ИСХОДНЫЙ ТЕКСТ:
● ● ● ● ● ● ●

До нас дошли единичные документы, освещающие сношения России и Сибирского ханства до похода Ермака. Но не подлежит сомнению, что дипломатических документов этого рода было немало. В этом убеждает знакомство с описями Царского архива и Посольского приказа. Так, в описи Царского архива значится, что в ящике 211 наряду с грамотами и «тетратями» бухарскими, «шамохейскими» и другими были «книги сибирские», свидетельствовавшие, по-видимому, о достаточно значительной переписке с правителями Сибири22. Хотя эти «книги» не датированы в описи, можно думать, что они относятся ко времени до обострения отношений с Кучумом, т. е. до 1571 г. В описи архива Посольского приказа имеется такая запись: «В свяске тетрати Шемахейские, и Сибирские, и Казацкие орды, старые, розных годов; а положены с нагайскими, да с казанскими, да с астраханскими книгами вместе»23. Архив Посольского приказа имел также «3 грамоты от бухарского Абдуллы-царя к сибирскому Кучуму-царю, да к нагайским к Нурмагметю-князю; да к Янислан-мурзе»24. Скорее всего из этих трех грамот Кучуму была адресована одна.

С начала 70-х годов XVI в. наступает резкое ухудшение отношений между Русским государством и Сибирским ханством. Отправленный в 1571 г. Кучумом в Москву ясак оказался последним знаком вассальной зависимости сибирского «салтана» от царя. Далее следует цепь почти непрекращающихся антирусских действий Кучума25. На пограничные области России совершаются военные набеги. Хитрый и вероломный хан предпочитает загребать жар чужими руками, умело пользуясь недовольством со стороны подвластного царю нерусского населения Урала, возмущенного притеснениями царских властей и хищничеством новоявленных господ этого края — Строгановых. Так называемый «черемисский бунт» летом 1572 г., сопровождавшийся сожжением и разгромом русских поселений по Каме и Чусовой, вспыхнул не без ведома и поддержки Кучума26. Повышение агрессивности сибирского правителя-узурпатора может быть объяснено не только укреплением его положения внутри ханства. Думается, были на то и другие причины. Трудно предполагать, что сибирский хан остался в неведении относительно крупного военного успеха другого, более могущественного мусульманского владыки. Напомним, что в мае 1571 г. набег крымского хана Девлет-Гирея на Русское государство привел к осаде Москвы и сожжению города татарским войском27. Таким образом, уязвимость столицы «белого царя», сокрушившего некогда казанские твердыни, могла вселить сибирскому хану надежду на избавление даже от той скорее условно-призрачной, чем фактической зависимости от Москвы, которая существовала. Дело, однако, не ограничивалось простым разрывом вассальных отношений. Все поведение Кучума свидетельствовало, что он стремился к большему. Его притязания на уральские владения России стали достаточно ясны современникам. Летом 1573 г. «о Ильине дни», как доносили в Москву Яков и Григорий Строгановы, «приходил Сибирского салтана брат Маметкул, собрався с ратью, дорог проведывати, куде итти ратью в Пермь, да многих де наших данных остяков побили, а жены их и дети в полон повели»28.

● ● ● ● ● ● ●

ДОСТУПНЫЕ ЗАПИСИ:

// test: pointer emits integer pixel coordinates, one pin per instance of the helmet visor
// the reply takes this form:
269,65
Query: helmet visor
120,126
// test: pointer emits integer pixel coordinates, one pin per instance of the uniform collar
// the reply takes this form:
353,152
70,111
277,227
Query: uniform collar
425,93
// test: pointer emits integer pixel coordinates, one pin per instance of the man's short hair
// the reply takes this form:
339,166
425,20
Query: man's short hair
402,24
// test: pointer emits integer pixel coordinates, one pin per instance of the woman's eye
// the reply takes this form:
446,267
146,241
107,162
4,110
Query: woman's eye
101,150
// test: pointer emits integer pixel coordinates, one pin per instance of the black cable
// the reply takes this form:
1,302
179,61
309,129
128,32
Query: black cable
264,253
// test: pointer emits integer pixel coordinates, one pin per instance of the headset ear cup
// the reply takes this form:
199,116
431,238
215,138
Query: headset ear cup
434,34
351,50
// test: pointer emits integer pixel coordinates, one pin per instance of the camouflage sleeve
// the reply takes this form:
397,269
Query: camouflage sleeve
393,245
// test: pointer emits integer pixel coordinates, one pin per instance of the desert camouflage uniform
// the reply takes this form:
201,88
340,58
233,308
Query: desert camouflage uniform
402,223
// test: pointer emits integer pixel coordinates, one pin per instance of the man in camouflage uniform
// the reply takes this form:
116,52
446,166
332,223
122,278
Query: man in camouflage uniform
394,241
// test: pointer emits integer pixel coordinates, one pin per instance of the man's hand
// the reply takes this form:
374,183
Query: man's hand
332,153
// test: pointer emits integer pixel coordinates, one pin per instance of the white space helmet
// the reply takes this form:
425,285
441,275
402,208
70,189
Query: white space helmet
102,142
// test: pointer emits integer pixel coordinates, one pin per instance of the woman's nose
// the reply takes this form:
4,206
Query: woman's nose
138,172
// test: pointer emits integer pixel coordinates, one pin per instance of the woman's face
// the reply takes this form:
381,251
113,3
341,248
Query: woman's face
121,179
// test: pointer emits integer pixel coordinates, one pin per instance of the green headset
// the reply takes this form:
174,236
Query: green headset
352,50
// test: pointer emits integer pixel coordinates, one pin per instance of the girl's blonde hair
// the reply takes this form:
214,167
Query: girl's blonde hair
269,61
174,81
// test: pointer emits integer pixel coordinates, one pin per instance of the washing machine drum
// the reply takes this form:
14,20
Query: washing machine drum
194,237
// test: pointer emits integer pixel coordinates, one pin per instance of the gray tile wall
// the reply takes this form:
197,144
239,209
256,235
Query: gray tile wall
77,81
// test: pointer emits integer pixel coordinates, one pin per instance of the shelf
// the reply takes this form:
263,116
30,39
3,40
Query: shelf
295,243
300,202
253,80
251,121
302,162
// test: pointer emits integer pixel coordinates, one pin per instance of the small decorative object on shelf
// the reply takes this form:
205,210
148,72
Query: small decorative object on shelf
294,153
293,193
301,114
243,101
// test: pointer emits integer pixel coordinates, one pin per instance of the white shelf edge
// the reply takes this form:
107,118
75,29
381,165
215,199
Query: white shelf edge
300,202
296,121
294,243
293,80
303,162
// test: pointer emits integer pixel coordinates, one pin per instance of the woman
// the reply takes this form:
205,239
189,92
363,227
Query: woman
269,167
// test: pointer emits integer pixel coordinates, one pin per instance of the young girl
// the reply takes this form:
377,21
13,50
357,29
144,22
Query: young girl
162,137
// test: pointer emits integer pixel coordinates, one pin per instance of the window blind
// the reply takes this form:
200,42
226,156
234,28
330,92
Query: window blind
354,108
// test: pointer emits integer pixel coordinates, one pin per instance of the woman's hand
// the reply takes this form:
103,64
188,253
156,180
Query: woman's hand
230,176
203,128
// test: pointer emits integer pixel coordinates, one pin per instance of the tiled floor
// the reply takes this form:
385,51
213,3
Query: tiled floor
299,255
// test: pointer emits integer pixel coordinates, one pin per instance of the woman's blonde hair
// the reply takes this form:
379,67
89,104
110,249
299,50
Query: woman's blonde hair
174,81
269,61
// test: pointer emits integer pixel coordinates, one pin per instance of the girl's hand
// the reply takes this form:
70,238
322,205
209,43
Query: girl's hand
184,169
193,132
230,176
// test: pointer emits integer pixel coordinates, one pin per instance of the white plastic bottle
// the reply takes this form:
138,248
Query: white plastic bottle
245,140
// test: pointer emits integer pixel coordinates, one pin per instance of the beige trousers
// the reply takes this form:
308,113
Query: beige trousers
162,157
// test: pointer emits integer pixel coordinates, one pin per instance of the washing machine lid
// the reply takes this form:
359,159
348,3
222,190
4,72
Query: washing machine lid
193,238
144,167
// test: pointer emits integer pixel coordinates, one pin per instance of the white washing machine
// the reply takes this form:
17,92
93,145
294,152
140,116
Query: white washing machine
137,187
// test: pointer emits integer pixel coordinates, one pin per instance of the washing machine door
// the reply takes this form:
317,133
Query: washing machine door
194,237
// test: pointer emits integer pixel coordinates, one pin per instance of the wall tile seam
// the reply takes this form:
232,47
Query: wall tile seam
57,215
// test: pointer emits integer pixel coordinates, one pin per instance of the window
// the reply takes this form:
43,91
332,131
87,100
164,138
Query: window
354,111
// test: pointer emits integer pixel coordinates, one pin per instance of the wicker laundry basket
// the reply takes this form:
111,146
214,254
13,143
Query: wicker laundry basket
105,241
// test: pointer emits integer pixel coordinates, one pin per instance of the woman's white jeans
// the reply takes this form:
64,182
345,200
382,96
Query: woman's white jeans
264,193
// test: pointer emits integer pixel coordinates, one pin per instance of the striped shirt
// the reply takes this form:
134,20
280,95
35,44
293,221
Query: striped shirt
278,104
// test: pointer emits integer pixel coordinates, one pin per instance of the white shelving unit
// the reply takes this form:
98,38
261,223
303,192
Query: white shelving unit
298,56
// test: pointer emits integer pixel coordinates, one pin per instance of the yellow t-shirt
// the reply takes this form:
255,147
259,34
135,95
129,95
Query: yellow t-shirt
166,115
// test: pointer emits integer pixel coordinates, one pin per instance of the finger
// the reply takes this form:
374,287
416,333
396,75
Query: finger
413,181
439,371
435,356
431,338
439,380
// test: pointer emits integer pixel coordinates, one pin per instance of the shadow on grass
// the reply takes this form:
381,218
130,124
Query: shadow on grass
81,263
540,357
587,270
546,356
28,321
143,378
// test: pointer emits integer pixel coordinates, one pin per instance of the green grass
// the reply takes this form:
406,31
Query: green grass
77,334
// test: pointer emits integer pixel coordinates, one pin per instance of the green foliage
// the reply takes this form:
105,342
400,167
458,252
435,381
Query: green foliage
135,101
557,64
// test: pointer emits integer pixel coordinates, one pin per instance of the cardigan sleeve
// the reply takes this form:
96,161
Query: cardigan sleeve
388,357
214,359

● ● ● ● ● ● ●

ЗАДАНИЕ 1: Изложите кратко в виде списка абзац исходного текста, начинающийся словами «До нас дошли единичные документы», сохранив его основные факты.
ЗАДАНИЕ 2: Перепишите записи от строки, содержащей «of the finger», до конца записей включительно, заменив «the reply takes this form» на «the answer has this format». Всё остальное оставьте без изменений.

РЕШЕНИЕ УПРАЖНЕНИЯ 1:
- Документов о сношениях России и Сибирского ханства до похода Ермака дошло мало, но их, несомненно, было немало. Это видно из описей Царского архива и Посольского приказа.
- В ящике 211 Царского архива значились «книги сибирские». По-видимому, они свидетельствуют о значительной переписке с правителями Сибири. В описи они не датированы, но, можно думать, относятся ко времени до 1571 г.
- В описи Посольского приказа записаны старые «тетрати» разных лет: шемахейские, сибирские и Казацкой орды. Они хранились вместе с нагайскими, казанскими и астраханскими книгами.
- Там же были три грамоты бухарского Абдуллы-царя: Кучуму, нагайскому Нурмагметю-князю и Янислан-мурзе. Скорее всего, Кучуму была адресована одна из них.

РЕШЕНИЕ УПРАЖНЕНИЯ 2:
// test: pointer emits integer pixel coordinates, one pin per instance of the finger
// the answer has this format:
374,287
416,333
396,75
Query: finger
413,181
439,371
435,356
431,338
439,380
// test: pointer emits integer pixel coordinates, one pin per instance of the shadow on grass
// the answer has this format:
381,218
130,124
Query: shadow on grass
81,263
540,357
587,270
546,356
28,321
143,378
// test: pointer emits integer pixel coordinates, one pin per instance of the green grass
// the answer has this format:
406,31
Query: green grass
77,334
// test: pointer emits integer pixel coordinates, one pin per instance of the green foliage
// the answer has this format:
105,342
400,167
458,252
435,381
Query: green foliage
135,101
557,64
// test: pointer emits integer pixel coordinates, one pin per instance of the cardigan sleeve
// the answer has this format:
96,161
Query: cardigan sleeve
388,357
214,359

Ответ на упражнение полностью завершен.